O jogo, o caos e o significado: filosofia e futebol

"Joana e Luís entram num café (ou melhor, num Google doc)" - é este o mote para o presente artigo que dá seguimento à conversa iniciada no blog do Luís Cristóvão.

Ora, a estratégia cria missões para cada um dos elementos do conjunto e leva-os para posições específicas a ocupar. A forma como as ocupamos é o euromilhões. Não porque haja um sorteio, mas porque é realmente uma lotaria quando pretendes unir talento individual, estratégia coletiva, missões diferenciadas, tudo perante uma oposição que elabora o mesmo tipo de planeamentos, para que, no final, alguém chegue ao golo.

“Joana e Luís entram num café (ou melhor, num Google doc)” – é este o mote para o presente artigo que dá seguimento à conversa iniciada no blog do Luís Cristóvão. tudo começou com um tweet sobre expressões típicas do futebol que serviu de base à gravação do episódio #14 d’ O Brinco do Baptista. vai daí, eu e o Luís abrimos um Google doc para falar de filosofia e futebol. não sabemos onde estas conversas nos vão levar, mas para já gostaríamos de partilhá-las convosco. 

 

O jogo pelo jogo 

[Joana] Isso de vivermos “o jogo pelo jogo” ia dar cabo dos campeonatos, não ia? Ou seja, mata aquilo que nos leva à bola, tal como os gregos se deslocavam aos auditórios para assistir às tragédias ou às comédias e praticar a catarse, lançando tomates e outros vegetais ao desgraçado do bode expiatório. Queremos ver a bola (entenda-se, o jogo) pela bola em si? Ou queremos viver a catarse, que é algo que chega a ser mais metafísico do que estético?   

 

[Luís] TS Eliot só ficaria satisfeito com um estádio cheio de adeptos conscientes da história do jogo e do enquadramento daquela experiência na história do jogo. Mas também será inegável esse outro lado, catártico, que transforma o jogo em espetáculo. Para mim, isso acontece em dimensões diferentes, ainda que paralelas. O futebol pode ser experiência emocional e já o vivi (e continuo a viver, muitas vezes, exclusivamente nessa dimensão). Mas o futebol também é experiência estética e experiência de conhecimento. É experiência científica. Ao mesmo tempo que é um acontecimento cultural. Onde a comunidade se expressa através de um momento de organização desportiva. Eu creio que essas dimensões não se combatem umas às outras. Sempre coexistiram e vão continuar a coexistir, mesmo que o próprio futebol se vá dividindo em experiência comercial nas ligas profissionais e em experiência de vida em competições locais. E como acredito que elas não se combatem, em todas elas sinto esse desenvolvimento de cada uma delas, influenciando-se mutuamente, alargando os possíveis entendimentos do futebol e das suas consequências no que é o resto da vida.

 

No princípio era o caos 

[Joana] “Há muita metafísica no jogo da bola.” (Alberto Caeiro ft. Luís Cristóvão). Pegando na ideia de que o campo de jogo é um campo que simula a vida: isso significa que temos posições específicas a ocupar? Que temos um treinador? Ou cada um de nós ocupa esses lugares, em momentos ou com intensidades diferentes?

## O que se pede
Repita sem alterações o trecho do texto sobre filosofia e futebol que vai de "Ora, a estratégia" até "chegue ao golo.", inclusive.

## Exemplos de deteção
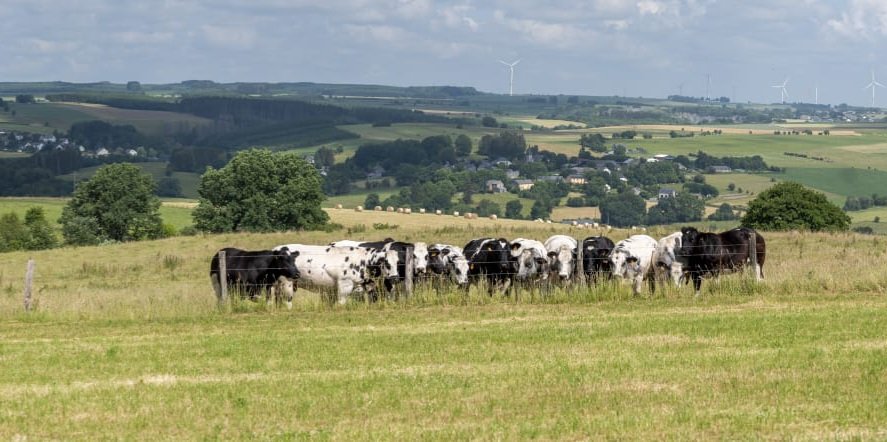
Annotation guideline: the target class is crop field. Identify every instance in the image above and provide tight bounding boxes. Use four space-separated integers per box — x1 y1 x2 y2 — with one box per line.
0 210 887 440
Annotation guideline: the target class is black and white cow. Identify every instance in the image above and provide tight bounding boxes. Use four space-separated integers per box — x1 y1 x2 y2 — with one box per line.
544 235 577 282
582 236 616 283
679 227 767 296
209 247 300 308
275 244 397 304
463 238 516 295
330 238 428 292
428 244 469 285
610 235 656 295
509 238 550 282
654 232 687 287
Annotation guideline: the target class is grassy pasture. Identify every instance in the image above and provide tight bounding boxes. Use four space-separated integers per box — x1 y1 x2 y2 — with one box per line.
0 210 887 440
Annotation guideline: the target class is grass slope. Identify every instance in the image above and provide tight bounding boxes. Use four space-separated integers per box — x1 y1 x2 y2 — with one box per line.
0 210 887 440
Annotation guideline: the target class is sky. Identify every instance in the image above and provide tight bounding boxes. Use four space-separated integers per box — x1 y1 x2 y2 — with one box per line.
0 0 887 107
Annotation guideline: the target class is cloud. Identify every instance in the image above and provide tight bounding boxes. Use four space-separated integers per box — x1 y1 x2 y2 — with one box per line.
826 0 887 39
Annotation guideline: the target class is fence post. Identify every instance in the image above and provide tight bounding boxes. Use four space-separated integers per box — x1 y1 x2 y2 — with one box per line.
25 258 34 312
573 239 585 285
748 232 758 281
219 250 228 305
403 246 415 296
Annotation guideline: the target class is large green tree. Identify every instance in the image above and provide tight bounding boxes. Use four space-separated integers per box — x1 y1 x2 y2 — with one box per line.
59 163 163 245
193 149 329 233
742 181 850 232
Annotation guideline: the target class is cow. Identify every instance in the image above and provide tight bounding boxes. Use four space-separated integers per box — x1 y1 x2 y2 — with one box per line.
678 227 767 296
209 247 300 308
330 238 428 292
610 235 657 295
463 238 515 296
654 232 687 287
509 238 549 282
428 244 469 286
582 236 616 283
275 244 398 304
544 235 577 282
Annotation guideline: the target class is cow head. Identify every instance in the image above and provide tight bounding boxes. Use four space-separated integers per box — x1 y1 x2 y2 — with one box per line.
675 227 700 257
268 247 301 279
517 249 549 279
428 244 450 275
413 242 428 273
548 245 576 279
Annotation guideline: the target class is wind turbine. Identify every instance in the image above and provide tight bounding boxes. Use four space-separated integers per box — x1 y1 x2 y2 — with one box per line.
499 59 520 96
863 69 884 107
770 77 788 104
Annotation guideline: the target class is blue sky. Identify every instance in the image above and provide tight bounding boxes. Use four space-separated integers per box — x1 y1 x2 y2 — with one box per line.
0 0 887 107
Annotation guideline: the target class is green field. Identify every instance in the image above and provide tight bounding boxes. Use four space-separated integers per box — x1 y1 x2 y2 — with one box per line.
0 197 194 232
0 210 887 440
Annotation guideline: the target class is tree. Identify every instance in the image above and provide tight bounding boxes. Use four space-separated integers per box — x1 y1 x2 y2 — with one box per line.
455 134 471 157
647 193 705 224
59 163 163 245
363 193 382 209
193 149 329 233
25 207 58 250
708 203 739 221
742 181 850 232
600 191 647 227
505 200 524 219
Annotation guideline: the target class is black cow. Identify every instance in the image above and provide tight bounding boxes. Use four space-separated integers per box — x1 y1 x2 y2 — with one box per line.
582 236 616 283
678 227 767 295
209 247 299 307
463 238 516 295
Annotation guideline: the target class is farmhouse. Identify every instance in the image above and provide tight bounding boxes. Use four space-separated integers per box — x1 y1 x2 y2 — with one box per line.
513 180 533 190
485 180 507 193
659 188 678 199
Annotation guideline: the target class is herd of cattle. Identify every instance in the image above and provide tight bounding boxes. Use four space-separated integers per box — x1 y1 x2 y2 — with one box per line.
210 227 766 307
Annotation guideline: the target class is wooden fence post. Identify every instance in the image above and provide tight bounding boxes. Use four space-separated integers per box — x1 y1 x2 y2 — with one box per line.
573 240 585 285
748 232 758 281
219 250 228 305
403 246 416 296
25 258 34 312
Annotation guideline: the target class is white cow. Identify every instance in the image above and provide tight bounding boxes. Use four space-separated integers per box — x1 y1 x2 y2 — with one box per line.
274 244 398 304
428 244 468 285
654 232 687 287
545 235 578 281
610 235 656 295
510 238 549 281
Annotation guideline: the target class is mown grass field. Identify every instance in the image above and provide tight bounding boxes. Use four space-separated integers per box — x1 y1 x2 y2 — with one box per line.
0 210 887 440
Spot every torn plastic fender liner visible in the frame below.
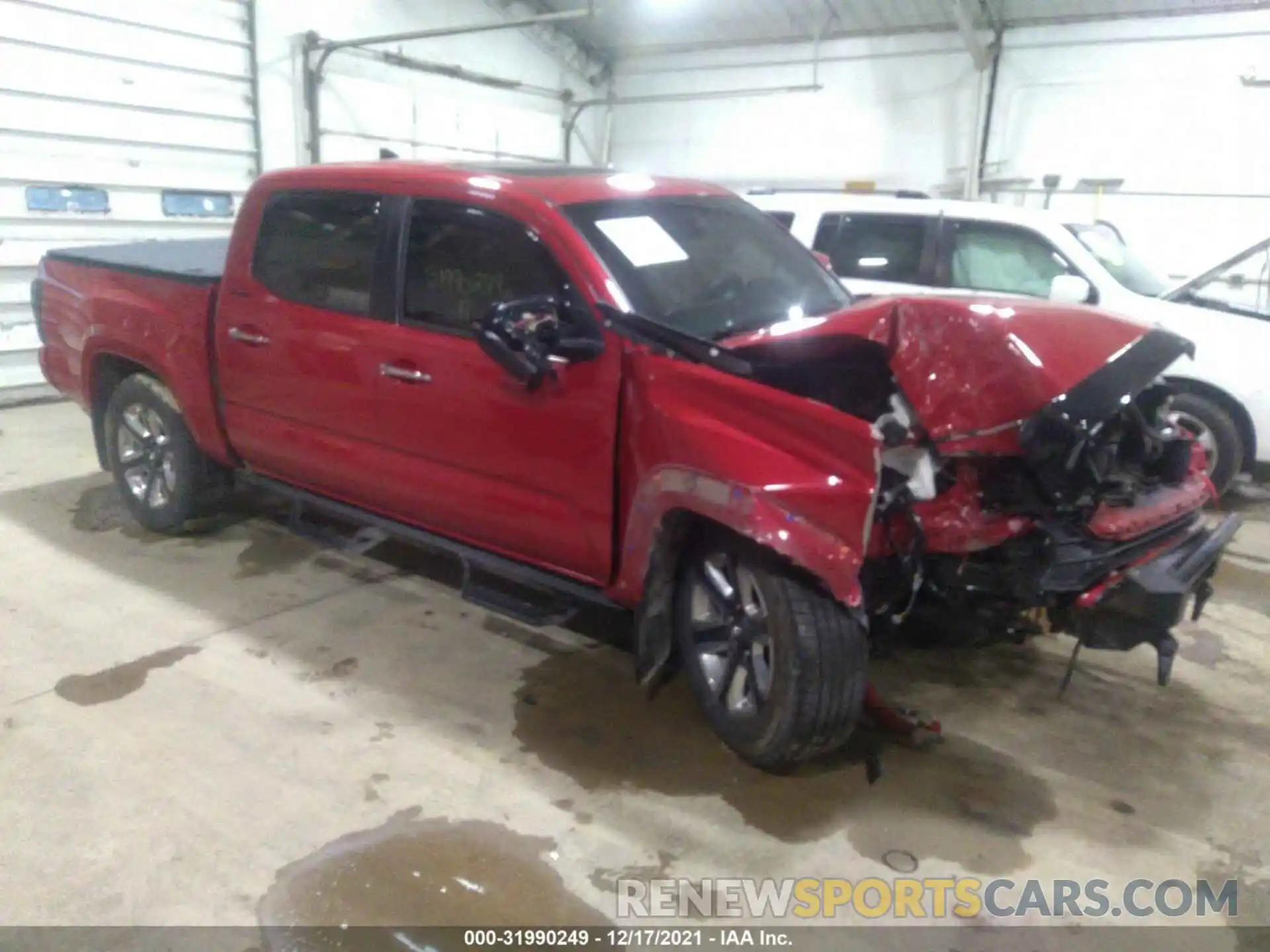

## Solução
Ora, a estratégia cria missões para cada um dos elementos do conjunto e leva-os para posições específicas a ocupar. A forma como as ocupamos é o euromilhões. Não porque haja um sorteio, mas porque é realmente uma lotaria quando pretendes unir talento individual, estratégia coletiva, missões diferenciadas, tudo perante uma oposição que elabora o mesmo tipo de planeamentos, para que, no final, alguém chegue ao golo.